- _Document passage_:
----------------

I grew up hearing that the "angels dancing on the head of a pin" obsession here was the fault of the Nicaean Council. But, in fact, the Council(s) of Nicea (there was more than one) worked to resolve the matter. The Council ultimately came down on the side that, at the time, I likely would have favored myself. That is, the Council determined that Christ as a deity truly had lived as a human and truly had suffered and resurrected. It wasn't some kind of shell game. The material world did matter.

However, the idea that God would allow Himself or his Son to suffer still bothered people. Theologians also worried about how Christ or the Holy Spirit could save if they weren't God. So Christ became God and the Holy Spirit became God in order to make the matter work theoretically. 

This is where I stop praising the Council and just sigh. 

I suggest one reason early Christianity didn't care about how atonement/salvation works as a system or machine is because those early believers--including Paul--were in essence what I call mythologists. What mattered wasn't HOW God rescued human beings (exact number of blood drops) but the STORY of God's rescue/interaction with humans in mortality.

----------------

- _Information shown_:

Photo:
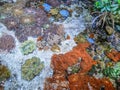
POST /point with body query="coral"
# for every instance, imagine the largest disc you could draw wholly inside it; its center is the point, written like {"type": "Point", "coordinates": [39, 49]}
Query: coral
{"type": "Point", "coordinates": [7, 43]}
{"type": "Point", "coordinates": [113, 55]}
{"type": "Point", "coordinates": [31, 68]}
{"type": "Point", "coordinates": [4, 73]}
{"type": "Point", "coordinates": [28, 47]}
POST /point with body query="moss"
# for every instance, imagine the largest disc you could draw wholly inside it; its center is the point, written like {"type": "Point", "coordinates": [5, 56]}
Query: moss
{"type": "Point", "coordinates": [28, 47]}
{"type": "Point", "coordinates": [4, 73]}
{"type": "Point", "coordinates": [31, 68]}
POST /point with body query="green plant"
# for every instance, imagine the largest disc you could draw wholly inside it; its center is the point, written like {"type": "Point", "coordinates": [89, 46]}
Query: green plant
{"type": "Point", "coordinates": [109, 12]}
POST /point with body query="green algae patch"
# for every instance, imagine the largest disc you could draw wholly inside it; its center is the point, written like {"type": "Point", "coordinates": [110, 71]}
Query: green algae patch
{"type": "Point", "coordinates": [31, 68]}
{"type": "Point", "coordinates": [4, 73]}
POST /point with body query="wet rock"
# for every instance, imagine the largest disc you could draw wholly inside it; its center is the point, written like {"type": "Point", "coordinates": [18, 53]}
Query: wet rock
{"type": "Point", "coordinates": [4, 73]}
{"type": "Point", "coordinates": [31, 68]}
{"type": "Point", "coordinates": [86, 82]}
{"type": "Point", "coordinates": [74, 68]}
{"type": "Point", "coordinates": [80, 39]}
{"type": "Point", "coordinates": [28, 47]}
{"type": "Point", "coordinates": [113, 55]}
{"type": "Point", "coordinates": [64, 13]}
{"type": "Point", "coordinates": [47, 7]}
{"type": "Point", "coordinates": [90, 40]}
{"type": "Point", "coordinates": [7, 43]}
{"type": "Point", "coordinates": [117, 47]}
{"type": "Point", "coordinates": [112, 72]}
{"type": "Point", "coordinates": [55, 48]}
{"type": "Point", "coordinates": [62, 62]}
{"type": "Point", "coordinates": [53, 3]}
{"type": "Point", "coordinates": [109, 30]}
{"type": "Point", "coordinates": [54, 11]}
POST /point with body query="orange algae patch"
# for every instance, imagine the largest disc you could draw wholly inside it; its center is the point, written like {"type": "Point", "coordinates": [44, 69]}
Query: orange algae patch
{"type": "Point", "coordinates": [62, 61]}
{"type": "Point", "coordinates": [114, 55]}
{"type": "Point", "coordinates": [78, 81]}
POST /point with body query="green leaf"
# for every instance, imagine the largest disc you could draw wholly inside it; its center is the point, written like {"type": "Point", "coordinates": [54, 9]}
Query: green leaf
{"type": "Point", "coordinates": [119, 1]}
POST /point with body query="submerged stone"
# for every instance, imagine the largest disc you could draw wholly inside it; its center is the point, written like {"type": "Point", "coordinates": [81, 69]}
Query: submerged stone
{"type": "Point", "coordinates": [4, 73]}
{"type": "Point", "coordinates": [64, 13]}
{"type": "Point", "coordinates": [90, 40]}
{"type": "Point", "coordinates": [47, 7]}
{"type": "Point", "coordinates": [31, 68]}
{"type": "Point", "coordinates": [28, 47]}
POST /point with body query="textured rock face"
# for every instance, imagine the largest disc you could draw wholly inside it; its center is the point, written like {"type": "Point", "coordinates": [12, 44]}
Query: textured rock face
{"type": "Point", "coordinates": [7, 43]}
{"type": "Point", "coordinates": [28, 47]}
{"type": "Point", "coordinates": [4, 73]}
{"type": "Point", "coordinates": [53, 3]}
{"type": "Point", "coordinates": [31, 68]}
{"type": "Point", "coordinates": [79, 80]}
{"type": "Point", "coordinates": [114, 55]}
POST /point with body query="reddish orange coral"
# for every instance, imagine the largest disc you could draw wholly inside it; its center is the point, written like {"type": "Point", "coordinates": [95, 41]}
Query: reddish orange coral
{"type": "Point", "coordinates": [79, 81]}
{"type": "Point", "coordinates": [114, 55]}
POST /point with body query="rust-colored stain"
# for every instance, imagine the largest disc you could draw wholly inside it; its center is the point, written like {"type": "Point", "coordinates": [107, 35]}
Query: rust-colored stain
{"type": "Point", "coordinates": [79, 81]}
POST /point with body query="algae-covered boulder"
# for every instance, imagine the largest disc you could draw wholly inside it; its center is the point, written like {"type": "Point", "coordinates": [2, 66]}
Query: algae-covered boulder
{"type": "Point", "coordinates": [4, 73]}
{"type": "Point", "coordinates": [28, 47]}
{"type": "Point", "coordinates": [31, 68]}
{"type": "Point", "coordinates": [113, 72]}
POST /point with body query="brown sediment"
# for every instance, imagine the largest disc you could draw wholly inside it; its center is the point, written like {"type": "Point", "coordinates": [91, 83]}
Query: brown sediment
{"type": "Point", "coordinates": [114, 55]}
{"type": "Point", "coordinates": [78, 81]}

----------------

- _Required action 1_:
Summarize the passage on the Council of Nicea in two sentences.
- _Required action 2_:
Output the passage on the Council of Nicea from "However, the idea" to "humans in mortality.", copying it word for word.

- _Expected answer 1_:
The Council of Nicea, which the writer grew up hearing was to blame for the "angels dancing on the head of a pin" obsession, in fact worked to resolve the matter by deciding that Christ as a deity truly lived as a human, suffered, and resurrected. Because the idea of God letting Himself or his Son suffer still bothered people, and theologians worried how Christ or the Holy Spirit could save if they weren't God, both became God to make the matter work theoretically, while the writer suggests that early Christians, including Paul, cared less about how God rescued humans than about the story of that rescue.

- _Expected answer 2_:
However, the idea that God would allow Himself or his Son to suffer still bothered people. Theologians also worried about how Christ or the Holy Spirit could save if they weren't God. So Christ became God and the Holy Spirit became God in order to make the matter work theoretically. 

This is where I stop praising the Council and just sigh. 

I suggest one reason early Christianity didn't care about how atonement/salvation works as a system or machine is because those early believers--including Paul--were in essence what I call mythologists. What mattered wasn't HOW God rescued human beings (exact number of blood drops) but the STORY of God's rescue/interaction with humans in mortality.